Starting with the line that has "Would you please tag the overcast" in it, repeat every line through the last one, word for word, and give nothing more.

> Excerpted data
↓
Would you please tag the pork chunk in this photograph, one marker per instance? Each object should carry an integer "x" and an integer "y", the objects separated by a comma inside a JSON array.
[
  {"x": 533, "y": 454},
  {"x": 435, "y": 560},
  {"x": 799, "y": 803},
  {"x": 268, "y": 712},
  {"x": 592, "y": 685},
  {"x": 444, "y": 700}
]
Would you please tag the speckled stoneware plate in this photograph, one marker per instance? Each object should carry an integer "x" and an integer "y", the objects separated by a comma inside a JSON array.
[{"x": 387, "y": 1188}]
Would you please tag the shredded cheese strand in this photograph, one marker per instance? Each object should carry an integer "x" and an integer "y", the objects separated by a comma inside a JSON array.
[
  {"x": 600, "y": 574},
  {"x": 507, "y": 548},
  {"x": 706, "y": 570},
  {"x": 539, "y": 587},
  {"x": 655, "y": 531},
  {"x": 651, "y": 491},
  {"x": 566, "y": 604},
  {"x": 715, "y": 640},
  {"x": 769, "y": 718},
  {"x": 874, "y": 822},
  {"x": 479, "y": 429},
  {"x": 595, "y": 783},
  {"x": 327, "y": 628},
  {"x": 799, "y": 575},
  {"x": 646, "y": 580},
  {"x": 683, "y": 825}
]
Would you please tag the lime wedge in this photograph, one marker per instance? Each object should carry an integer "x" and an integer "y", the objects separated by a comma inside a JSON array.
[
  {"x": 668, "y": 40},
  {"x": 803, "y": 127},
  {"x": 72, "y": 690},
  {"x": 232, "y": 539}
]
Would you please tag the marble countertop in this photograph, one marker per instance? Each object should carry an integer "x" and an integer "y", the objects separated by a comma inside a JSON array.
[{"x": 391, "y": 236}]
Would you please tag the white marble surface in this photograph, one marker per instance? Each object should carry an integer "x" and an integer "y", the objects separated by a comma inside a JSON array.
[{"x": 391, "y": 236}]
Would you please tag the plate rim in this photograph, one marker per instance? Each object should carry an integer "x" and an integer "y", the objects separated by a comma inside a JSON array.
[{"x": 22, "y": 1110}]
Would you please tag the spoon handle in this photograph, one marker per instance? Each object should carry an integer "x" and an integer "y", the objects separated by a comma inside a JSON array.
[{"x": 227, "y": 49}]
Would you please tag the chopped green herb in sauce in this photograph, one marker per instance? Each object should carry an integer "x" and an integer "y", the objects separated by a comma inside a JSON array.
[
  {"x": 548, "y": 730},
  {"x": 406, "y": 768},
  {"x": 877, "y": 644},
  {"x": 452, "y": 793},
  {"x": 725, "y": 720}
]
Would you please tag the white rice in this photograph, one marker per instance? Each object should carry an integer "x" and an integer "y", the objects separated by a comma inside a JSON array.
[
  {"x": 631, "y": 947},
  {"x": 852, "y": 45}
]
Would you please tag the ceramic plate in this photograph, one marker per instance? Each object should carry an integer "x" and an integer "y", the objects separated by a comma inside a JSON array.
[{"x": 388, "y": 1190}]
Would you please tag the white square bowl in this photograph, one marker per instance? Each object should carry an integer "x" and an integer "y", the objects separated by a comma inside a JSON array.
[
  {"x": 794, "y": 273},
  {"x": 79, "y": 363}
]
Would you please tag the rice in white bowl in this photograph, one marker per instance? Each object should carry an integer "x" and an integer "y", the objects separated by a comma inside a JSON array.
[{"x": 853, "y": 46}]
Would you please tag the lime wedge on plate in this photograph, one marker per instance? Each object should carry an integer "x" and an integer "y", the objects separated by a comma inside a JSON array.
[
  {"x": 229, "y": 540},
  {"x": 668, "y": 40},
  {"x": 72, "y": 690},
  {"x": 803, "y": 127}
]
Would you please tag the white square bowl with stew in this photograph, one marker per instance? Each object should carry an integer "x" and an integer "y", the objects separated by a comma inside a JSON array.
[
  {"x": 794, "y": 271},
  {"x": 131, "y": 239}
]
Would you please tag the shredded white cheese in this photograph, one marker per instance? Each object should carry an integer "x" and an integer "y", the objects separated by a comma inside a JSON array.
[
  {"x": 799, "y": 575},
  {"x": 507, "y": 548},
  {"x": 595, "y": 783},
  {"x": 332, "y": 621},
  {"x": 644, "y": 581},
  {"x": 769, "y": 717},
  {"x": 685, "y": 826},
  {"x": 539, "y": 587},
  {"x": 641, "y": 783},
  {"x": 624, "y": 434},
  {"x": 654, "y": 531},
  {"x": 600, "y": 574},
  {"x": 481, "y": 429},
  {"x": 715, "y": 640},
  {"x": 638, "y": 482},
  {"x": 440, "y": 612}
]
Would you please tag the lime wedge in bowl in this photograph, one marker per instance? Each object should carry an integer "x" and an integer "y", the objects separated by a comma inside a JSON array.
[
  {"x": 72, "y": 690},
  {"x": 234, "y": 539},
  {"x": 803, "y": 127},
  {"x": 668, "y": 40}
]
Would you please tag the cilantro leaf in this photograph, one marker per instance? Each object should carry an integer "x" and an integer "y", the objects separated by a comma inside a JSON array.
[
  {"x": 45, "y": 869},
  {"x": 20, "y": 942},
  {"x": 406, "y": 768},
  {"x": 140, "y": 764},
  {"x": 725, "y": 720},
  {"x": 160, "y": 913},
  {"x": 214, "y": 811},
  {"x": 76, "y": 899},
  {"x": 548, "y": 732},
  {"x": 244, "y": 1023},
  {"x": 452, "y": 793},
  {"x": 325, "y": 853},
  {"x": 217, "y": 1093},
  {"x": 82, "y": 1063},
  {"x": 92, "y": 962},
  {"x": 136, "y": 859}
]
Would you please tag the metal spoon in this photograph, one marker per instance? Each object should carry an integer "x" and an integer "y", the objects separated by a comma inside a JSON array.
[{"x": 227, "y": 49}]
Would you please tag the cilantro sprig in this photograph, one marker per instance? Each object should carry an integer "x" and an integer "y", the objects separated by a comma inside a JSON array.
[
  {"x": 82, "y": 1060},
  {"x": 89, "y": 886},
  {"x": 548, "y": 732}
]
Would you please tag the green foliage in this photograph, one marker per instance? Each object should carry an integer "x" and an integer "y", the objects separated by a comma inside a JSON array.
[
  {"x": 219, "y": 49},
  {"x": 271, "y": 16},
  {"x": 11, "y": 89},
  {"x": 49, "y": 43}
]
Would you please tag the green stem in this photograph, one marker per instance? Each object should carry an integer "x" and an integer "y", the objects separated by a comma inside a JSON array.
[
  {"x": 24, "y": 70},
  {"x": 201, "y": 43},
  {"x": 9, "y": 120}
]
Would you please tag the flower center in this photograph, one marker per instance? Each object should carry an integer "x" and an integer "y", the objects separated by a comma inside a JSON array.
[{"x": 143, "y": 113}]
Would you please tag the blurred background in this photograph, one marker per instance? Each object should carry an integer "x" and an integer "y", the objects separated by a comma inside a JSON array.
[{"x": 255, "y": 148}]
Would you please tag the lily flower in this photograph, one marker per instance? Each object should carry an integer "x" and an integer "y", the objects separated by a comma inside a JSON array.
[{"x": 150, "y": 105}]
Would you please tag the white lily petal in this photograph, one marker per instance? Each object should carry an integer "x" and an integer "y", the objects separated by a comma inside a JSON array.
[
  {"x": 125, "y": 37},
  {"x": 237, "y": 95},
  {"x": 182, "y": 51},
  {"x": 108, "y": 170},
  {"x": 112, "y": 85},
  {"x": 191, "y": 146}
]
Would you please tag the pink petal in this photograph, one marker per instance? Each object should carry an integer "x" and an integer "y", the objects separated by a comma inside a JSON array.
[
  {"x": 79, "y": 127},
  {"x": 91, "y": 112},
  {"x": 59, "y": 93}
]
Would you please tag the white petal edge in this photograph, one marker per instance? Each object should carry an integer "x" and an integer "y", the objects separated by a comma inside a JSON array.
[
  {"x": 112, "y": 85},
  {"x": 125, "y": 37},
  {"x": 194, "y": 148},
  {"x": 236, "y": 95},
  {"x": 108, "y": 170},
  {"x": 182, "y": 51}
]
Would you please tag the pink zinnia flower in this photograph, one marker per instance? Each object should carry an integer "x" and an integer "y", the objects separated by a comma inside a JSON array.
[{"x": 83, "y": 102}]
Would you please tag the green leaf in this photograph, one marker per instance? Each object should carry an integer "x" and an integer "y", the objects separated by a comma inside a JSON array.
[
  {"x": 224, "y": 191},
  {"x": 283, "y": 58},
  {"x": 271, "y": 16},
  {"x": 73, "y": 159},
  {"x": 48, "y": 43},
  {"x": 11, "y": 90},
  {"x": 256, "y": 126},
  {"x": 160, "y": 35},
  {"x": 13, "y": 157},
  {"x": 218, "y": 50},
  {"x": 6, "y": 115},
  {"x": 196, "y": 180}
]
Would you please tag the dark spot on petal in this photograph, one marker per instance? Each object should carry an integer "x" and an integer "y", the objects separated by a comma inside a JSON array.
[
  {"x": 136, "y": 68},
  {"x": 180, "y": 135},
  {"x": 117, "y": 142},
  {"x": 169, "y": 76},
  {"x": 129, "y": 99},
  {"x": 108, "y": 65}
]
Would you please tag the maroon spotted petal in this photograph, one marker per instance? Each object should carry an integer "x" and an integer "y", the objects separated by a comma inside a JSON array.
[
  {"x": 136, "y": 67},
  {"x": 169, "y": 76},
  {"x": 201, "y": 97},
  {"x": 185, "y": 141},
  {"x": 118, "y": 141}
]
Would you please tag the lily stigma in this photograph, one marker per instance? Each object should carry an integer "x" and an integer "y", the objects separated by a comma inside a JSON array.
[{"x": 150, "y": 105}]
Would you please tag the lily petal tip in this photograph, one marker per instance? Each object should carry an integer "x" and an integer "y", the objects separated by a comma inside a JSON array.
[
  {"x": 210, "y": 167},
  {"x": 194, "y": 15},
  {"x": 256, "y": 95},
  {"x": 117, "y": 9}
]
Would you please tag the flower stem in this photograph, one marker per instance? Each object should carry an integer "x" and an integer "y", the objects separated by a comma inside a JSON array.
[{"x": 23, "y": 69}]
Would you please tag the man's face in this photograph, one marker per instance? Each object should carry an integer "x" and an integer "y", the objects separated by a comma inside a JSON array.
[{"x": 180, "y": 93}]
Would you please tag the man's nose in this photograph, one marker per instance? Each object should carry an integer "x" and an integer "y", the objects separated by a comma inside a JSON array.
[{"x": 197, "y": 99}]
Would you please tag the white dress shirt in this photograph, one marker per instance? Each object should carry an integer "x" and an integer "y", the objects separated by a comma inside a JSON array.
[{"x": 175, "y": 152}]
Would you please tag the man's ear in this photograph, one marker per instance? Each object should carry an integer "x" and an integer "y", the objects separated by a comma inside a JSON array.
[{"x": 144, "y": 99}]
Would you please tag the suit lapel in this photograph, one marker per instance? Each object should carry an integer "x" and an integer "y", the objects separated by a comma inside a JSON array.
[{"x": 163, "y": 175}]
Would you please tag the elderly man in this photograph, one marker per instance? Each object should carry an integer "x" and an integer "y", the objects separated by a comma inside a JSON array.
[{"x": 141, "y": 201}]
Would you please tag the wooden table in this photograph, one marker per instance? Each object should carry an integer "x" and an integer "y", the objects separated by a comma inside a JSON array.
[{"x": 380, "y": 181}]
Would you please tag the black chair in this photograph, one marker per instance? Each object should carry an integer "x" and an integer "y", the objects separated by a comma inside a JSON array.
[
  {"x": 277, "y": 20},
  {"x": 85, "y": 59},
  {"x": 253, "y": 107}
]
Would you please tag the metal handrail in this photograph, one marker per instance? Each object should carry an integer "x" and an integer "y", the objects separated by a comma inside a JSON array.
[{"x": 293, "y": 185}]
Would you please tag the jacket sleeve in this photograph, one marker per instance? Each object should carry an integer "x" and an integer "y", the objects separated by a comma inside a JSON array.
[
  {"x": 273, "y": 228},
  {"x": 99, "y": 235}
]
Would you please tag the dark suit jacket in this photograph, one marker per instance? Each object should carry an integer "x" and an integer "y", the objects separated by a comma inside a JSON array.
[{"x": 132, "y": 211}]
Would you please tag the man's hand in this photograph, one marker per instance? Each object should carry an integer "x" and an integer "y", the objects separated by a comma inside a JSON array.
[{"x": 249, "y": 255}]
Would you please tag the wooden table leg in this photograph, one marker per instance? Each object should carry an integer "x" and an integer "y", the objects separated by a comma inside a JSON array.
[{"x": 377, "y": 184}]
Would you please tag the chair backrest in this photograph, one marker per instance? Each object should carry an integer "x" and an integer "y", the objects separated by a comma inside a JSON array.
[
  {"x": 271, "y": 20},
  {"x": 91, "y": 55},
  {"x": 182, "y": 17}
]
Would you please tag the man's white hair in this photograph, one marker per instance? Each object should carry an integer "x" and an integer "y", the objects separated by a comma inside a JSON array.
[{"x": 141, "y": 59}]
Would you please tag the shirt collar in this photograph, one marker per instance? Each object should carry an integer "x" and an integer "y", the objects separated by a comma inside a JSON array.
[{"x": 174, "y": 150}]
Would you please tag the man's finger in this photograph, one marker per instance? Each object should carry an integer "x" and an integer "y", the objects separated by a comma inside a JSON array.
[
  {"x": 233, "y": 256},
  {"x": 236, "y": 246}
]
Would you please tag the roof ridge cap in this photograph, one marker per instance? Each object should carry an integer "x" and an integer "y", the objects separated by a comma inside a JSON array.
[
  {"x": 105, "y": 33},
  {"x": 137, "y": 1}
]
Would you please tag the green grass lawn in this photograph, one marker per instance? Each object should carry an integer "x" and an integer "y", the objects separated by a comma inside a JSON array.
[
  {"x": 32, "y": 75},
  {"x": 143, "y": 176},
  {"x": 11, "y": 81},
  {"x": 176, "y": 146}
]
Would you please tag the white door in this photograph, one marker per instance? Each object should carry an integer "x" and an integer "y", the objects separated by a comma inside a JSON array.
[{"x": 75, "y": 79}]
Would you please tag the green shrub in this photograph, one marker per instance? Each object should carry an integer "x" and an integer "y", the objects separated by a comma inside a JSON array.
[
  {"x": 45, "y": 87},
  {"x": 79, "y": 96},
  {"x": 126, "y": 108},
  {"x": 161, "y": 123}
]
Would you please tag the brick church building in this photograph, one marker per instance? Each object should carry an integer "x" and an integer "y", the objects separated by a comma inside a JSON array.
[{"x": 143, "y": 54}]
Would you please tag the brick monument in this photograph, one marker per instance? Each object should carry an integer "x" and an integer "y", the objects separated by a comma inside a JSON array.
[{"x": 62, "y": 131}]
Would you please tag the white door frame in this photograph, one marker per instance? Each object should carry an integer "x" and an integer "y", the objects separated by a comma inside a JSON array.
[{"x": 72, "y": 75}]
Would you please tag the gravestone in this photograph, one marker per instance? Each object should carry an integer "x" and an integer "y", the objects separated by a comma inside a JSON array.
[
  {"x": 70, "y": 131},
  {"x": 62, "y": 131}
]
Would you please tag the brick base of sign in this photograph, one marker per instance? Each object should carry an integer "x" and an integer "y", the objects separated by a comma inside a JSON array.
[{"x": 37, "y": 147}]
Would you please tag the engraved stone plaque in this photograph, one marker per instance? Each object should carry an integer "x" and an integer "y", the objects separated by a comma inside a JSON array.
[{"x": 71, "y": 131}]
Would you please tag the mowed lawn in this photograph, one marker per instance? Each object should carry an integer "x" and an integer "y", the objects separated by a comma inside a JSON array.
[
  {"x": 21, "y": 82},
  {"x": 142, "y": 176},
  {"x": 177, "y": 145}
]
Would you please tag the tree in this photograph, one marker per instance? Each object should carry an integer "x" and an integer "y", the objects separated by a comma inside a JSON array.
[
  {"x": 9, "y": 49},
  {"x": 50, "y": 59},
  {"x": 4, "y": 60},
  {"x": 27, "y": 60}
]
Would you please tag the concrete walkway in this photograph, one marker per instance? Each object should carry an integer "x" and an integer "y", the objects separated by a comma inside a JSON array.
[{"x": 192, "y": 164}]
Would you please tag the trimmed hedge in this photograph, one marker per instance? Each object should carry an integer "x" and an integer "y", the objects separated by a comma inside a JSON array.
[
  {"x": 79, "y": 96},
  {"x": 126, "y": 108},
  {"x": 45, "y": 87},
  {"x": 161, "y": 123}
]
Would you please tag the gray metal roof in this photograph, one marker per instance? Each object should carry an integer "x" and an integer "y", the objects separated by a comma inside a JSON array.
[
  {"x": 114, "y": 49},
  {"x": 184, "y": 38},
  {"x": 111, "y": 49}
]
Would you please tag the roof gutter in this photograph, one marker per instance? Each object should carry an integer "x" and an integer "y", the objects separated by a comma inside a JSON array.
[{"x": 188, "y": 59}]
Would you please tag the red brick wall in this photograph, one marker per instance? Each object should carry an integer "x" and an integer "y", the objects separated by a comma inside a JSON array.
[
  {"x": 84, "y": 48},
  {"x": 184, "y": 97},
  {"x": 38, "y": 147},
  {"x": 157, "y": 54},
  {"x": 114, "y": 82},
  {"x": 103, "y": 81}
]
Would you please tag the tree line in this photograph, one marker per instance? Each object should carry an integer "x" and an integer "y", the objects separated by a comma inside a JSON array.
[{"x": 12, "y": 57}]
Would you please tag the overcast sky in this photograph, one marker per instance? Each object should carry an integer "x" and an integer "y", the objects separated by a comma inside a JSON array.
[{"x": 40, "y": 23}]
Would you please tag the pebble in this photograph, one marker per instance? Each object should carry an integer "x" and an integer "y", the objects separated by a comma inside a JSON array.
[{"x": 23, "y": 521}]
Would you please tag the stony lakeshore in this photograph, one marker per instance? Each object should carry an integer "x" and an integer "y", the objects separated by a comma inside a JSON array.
↑
> Solution for this exercise
Would you please tag the overcast sky in this photograph, one marker per instance? Each object should carry an integer "x" and an integer "y", the objects separated by a comma inside a JSON array.
[{"x": 40, "y": 23}]
Would you please tag the pebble in this photograph, one marker per instance? Each object should carry an integer "x" and an integer "y", the objects separated by a comma inside a JSON array.
[{"x": 23, "y": 521}]
Would you please tag the stony lakeshore in this photograph, one marker per instance? Each object should carry an integer "x" and an integer "y", the objects separated by a comma inside a JSON array.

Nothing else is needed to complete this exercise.